» **AIM OF THE TASK**:
Output the data below exactly, down to the last character.

» **THE RECORDS**:
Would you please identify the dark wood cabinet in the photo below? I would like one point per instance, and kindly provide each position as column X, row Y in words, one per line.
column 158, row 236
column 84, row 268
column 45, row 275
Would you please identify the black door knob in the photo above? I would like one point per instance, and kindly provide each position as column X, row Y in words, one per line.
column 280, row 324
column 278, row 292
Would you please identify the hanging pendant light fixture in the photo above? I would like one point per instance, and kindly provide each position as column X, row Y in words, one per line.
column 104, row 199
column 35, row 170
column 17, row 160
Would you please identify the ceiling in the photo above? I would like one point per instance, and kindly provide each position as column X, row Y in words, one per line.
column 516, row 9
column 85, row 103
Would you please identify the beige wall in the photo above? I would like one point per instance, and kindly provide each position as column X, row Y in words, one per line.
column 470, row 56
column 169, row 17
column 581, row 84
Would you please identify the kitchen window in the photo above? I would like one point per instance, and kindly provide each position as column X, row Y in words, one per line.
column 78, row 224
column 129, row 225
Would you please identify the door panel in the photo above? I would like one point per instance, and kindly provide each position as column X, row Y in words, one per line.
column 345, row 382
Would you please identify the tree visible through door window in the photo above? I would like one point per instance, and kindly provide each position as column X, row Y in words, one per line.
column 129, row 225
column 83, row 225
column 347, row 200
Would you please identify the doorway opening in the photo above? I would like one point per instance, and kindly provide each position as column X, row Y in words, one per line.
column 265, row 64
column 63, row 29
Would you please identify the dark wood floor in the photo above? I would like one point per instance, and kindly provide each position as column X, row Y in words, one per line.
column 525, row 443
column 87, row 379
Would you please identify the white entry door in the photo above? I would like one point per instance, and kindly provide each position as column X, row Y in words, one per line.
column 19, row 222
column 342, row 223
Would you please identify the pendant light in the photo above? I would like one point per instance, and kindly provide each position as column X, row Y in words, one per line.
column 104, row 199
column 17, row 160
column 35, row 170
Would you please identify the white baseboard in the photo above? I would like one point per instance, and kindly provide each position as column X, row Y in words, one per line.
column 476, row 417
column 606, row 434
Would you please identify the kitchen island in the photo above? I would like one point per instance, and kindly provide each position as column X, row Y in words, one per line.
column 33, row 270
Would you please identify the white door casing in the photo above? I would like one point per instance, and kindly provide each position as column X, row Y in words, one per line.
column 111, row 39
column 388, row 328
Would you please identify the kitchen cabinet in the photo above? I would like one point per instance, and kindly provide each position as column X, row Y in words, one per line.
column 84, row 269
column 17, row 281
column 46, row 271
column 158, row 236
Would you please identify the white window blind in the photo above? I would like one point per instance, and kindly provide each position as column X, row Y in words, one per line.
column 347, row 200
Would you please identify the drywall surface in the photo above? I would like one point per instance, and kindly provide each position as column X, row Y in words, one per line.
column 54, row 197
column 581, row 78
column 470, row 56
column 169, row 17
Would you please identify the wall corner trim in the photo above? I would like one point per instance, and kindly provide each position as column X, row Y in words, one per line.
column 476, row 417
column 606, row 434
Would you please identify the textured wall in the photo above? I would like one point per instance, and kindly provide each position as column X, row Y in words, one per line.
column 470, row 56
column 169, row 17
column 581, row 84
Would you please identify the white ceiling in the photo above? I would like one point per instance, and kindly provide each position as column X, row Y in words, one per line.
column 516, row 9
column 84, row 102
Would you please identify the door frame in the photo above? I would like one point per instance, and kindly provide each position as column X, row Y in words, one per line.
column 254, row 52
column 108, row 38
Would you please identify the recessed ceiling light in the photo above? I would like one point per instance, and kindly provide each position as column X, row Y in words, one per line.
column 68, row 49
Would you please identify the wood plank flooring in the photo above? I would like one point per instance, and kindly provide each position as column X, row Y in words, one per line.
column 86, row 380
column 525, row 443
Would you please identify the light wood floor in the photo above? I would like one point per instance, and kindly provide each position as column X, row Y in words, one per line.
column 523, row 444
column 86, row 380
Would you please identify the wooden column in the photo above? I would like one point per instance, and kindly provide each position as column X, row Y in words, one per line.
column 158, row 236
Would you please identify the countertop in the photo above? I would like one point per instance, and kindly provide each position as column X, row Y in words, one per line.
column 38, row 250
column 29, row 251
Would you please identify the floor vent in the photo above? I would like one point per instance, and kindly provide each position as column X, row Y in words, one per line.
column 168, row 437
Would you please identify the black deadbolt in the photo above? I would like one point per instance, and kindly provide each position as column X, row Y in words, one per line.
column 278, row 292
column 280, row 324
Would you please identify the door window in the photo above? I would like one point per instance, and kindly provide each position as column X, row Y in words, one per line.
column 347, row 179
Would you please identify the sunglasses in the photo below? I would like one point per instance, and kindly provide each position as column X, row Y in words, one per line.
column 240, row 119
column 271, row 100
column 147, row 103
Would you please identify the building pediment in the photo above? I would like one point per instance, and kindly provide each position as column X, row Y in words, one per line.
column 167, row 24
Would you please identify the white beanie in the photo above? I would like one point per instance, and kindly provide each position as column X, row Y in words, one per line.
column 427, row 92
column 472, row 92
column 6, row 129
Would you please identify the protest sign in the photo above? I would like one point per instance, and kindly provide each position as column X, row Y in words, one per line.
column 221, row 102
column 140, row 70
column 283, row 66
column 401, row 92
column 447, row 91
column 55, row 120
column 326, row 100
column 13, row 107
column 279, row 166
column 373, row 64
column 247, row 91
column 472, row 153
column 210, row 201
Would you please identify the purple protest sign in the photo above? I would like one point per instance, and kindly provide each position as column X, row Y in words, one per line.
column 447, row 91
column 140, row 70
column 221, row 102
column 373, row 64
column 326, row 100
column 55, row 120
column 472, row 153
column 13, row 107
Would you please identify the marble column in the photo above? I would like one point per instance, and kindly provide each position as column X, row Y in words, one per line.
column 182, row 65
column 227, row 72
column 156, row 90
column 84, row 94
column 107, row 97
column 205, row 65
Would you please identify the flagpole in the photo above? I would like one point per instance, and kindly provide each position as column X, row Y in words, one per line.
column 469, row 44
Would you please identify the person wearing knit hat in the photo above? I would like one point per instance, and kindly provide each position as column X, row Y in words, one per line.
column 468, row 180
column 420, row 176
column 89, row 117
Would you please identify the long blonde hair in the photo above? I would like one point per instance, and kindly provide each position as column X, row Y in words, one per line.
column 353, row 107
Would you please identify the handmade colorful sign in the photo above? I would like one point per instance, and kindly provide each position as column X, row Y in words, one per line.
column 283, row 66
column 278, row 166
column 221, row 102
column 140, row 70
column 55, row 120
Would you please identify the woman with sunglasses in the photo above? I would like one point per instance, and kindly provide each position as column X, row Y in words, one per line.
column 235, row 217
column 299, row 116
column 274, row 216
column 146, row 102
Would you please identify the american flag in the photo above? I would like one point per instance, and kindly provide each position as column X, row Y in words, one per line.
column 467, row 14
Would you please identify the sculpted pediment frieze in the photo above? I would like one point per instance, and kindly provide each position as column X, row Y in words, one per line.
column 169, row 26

» **RESULT FOR THIS EXERCISE**:
Would you please identify the dark wood cabinet in the photo below? I would like one point per instance, and kindly provide each position as column X, row Y in words, one per line.
column 158, row 236
column 84, row 268
column 45, row 275
Would you please identify the black door knob in the photo above? I would like one point per instance, and kindly provide each position as column X, row Y in words, one per line.
column 280, row 324
column 278, row 292
Would you please identify the hanging pendant light fixture in the photo above? I would like one point per instance, and kindly provide each position as column X, row Y in words, one per line.
column 104, row 199
column 35, row 170
column 17, row 160
Would you please identify the ceiling in the photo above? I would like one point per instance, and kindly provide each position as column X, row Y in words, one per line.
column 516, row 9
column 85, row 103
Would you please identify the beige wall in the photo above? I would like one point per instance, and kindly provide each position as column X, row Y in words, one per line.
column 470, row 56
column 169, row 17
column 581, row 84
Would you please identify the kitchen window in the photo above? I would like one point per instance, and kindly provide each position as column X, row Y in words, one per line.
column 78, row 224
column 129, row 225
Would you please identify the door panel in the photo above? I would like one point per instance, and kindly provide each position as column X, row Y in words, one per line.
column 345, row 382
Would you please identify the tree visible through door window in the photo above? I would like one point per instance, and kindly provide each position as column X, row Y in words, one per line.
column 129, row 225
column 83, row 225
column 347, row 200
Would you please identify the doorway opening in the photo above? I would like one point per instance, and kindly provide each position as column X, row Y in words, one per line.
column 265, row 64
column 63, row 29
Would you please identify the dark wood floor in the photo above? I would like one point per instance, and kindly provide each position as column X, row Y in words, one per line.
column 525, row 443
column 87, row 379
Would you please identify the white entry door in the photo above? I would like one point per instance, and kindly provide each position as column X, row Y in words, one per line.
column 19, row 222
column 342, row 223
Would you please identify the pendant light in the photo above? I would like one point per instance, and kindly provide each position as column X, row Y in words, one per line.
column 104, row 199
column 17, row 160
column 35, row 170
Would you please identify the white baseboard in the photo above? I would like one point per instance, and kindly provide each position as column X, row Y in words, one per line.
column 476, row 417
column 606, row 434
Would you please identify the kitchen island in the photo above? I would like one point per instance, and kindly provide each position as column X, row Y in words, one per line.
column 33, row 270
Would you please identify the white door casing in the photo above? I would like one point per instance, and kindly provide each position as column X, row Y in words, one per line.
column 111, row 39
column 388, row 328
Would you please identify the kitchen cabinet in the photo above? I would like one point per instance, and kindly provide each position as column X, row Y in words, one per line.
column 84, row 269
column 17, row 281
column 46, row 271
column 158, row 236
Would you please identify the white window blind in the photo above? I would like one point per instance, and kindly provide each position as column X, row Y in words, one per line.
column 347, row 200
Would you please identify the drywall surface in the photo above? I would like one point per instance, and kindly provide each position as column X, row Y in words, one per line.
column 54, row 197
column 581, row 78
column 470, row 56
column 169, row 17
Would you please identify the wall corner trim in the photo above? I would like one point per instance, and kindly provide each position as column X, row Y in words, one per line.
column 476, row 417
column 606, row 434
Would you please identify the textured wall in the photo above? I would like one point per instance, and kindly provide each position as column X, row Y in words, one per line.
column 470, row 56
column 169, row 17
column 581, row 84
Would you please identify the white ceiling in the photo above? I would like one point per instance, and kindly provide each position as column X, row Y in words, one per line.
column 516, row 9
column 84, row 102
Would you please identify the door frame in the photo above? I would like one point per instance, and kindly provide each position as column X, row Y in words, one per line.
column 254, row 52
column 108, row 38
Would you please identify the recessed ceiling light in the photo above? I would like one point per instance, and kindly provide each position as column X, row Y in words, one per line.
column 68, row 49
Would you please identify the wood plank flooring in the photo above? I would like one point per instance, and kindly provide each position as column X, row Y in words, one per line.
column 86, row 380
column 525, row 443
Would you please identify the light wood floor in the photo above? I would like one point per instance, and kindly provide each position as column X, row Y in words, one per line.
column 523, row 444
column 86, row 380
Would you please identify the wooden column in the photo above? I would like one point per instance, and kindly provide each position as column X, row Y in words, one per line.
column 158, row 236
Would you please identify the countertop in the photo above? I would like one point per instance, and kindly provide each position as column X, row Y in words, one per line.
column 38, row 250
column 29, row 251
Would you please identify the floor vent in the photo above? I would like one point per instance, and kindly provide each position as column X, row Y in words, one per line.
column 168, row 437
Would you please identify the black deadbolt in the photo above? I would like one point per instance, and kindly provide each position as column X, row Y in words, one per line.
column 278, row 292
column 280, row 324
Would you please identify the door window in the photo above? I would like one point per instance, and kindly provide each position as column X, row Y in words, one per line.
column 347, row 179
Would you please identify the sunglasses in the photo below? I would like one point per instance, and kindly provide each position as column X, row Y in words, one per line.
column 240, row 119
column 271, row 100
column 147, row 103
Would you please identify the building pediment in the photo above? I would like one point per instance, and kindly provide each position as column X, row Y in words, one per line.
column 167, row 24
Would you please identify the white beanie in the photo above? I would like one point per instance, and kindly provide each position as column X, row Y in words, one per line.
column 427, row 92
column 472, row 92
column 6, row 129
Would you please identify the protest sign in the photo above? I would like one point per instance, and kindly provide each position as column X, row Y in words, one per line.
column 221, row 102
column 140, row 70
column 283, row 66
column 401, row 92
column 447, row 91
column 55, row 120
column 326, row 100
column 13, row 107
column 279, row 166
column 373, row 64
column 247, row 91
column 472, row 153
column 210, row 201
Would you please identify the purple protest sign in the photo above? I would like one point per instance, and kindly provide each position as column X, row Y in words, one per line.
column 447, row 91
column 140, row 70
column 221, row 102
column 373, row 64
column 326, row 100
column 55, row 120
column 472, row 153
column 13, row 107
Would you please identify the marble column in the photo above? I would like one point per instance, and kindly provide each position as column X, row Y in words, one per line.
column 182, row 65
column 227, row 72
column 156, row 90
column 84, row 94
column 107, row 97
column 205, row 65
Would you please identify the flagpole in the photo above? I would like one point per instance, and kindly provide each position as column X, row Y in words, one per line.
column 469, row 44
Would you please identify the person wearing knit hat in the photo above? I would like one point per instance, and kindly provide each position as column X, row Y in words, one per line.
column 468, row 180
column 420, row 176
column 89, row 117
Would you please identify the long blonde hair in the photo above? I would like one point per instance, and kindly provide each position as column X, row Y in words, one per line.
column 353, row 107
Would you please identify the handmade colorful sign in the photo above? I would like one point per instance, and kindly provide each position as column X, row Y in words, one per line.
column 283, row 66
column 278, row 166
column 221, row 102
column 140, row 70
column 55, row 120
Would you please identify the woman with sunglasses in the photo above? I would like one point per instance, and kindly provide each position as column X, row Y in words, one per line.
column 235, row 217
column 299, row 116
column 274, row 216
column 146, row 102
Would you please identify the american flag in the photo above? I would like one point per instance, and kindly provide each position as column X, row Y in words, one per line.
column 467, row 14
Would you please identify the sculpted pediment frieze in the photo above? I would like one point per instance, and kindly provide each position as column X, row Y in words, one per line.
column 169, row 26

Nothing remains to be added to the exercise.